▸ WRITTEN PROBLEM
Reproduce the material exactly, omitting nothing.

-------- EXCERPTED DATA

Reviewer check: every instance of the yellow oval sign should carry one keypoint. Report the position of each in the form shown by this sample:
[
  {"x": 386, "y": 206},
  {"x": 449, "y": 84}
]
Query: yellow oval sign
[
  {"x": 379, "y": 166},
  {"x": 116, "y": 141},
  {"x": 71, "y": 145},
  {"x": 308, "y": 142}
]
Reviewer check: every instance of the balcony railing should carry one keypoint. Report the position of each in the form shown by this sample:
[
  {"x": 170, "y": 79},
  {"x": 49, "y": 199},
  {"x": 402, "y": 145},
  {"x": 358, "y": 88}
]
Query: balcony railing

----------------

▸ OUTPUT OF THE EXERCISE
Reviewer check: every instance of the yellow oval sign should carry one keypoint. Report the position of each in the form shown by this sample:
[
  {"x": 386, "y": 206},
  {"x": 449, "y": 84}
]
Query: yellow oval sign
[
  {"x": 379, "y": 166},
  {"x": 116, "y": 141},
  {"x": 71, "y": 145},
  {"x": 308, "y": 142}
]
Reviewer check: every instance of the balcony railing should carry one keypoint. Report the position of each in the form shown by this sample:
[
  {"x": 170, "y": 79},
  {"x": 49, "y": 199},
  {"x": 402, "y": 145},
  {"x": 358, "y": 88}
]
Query: balcony railing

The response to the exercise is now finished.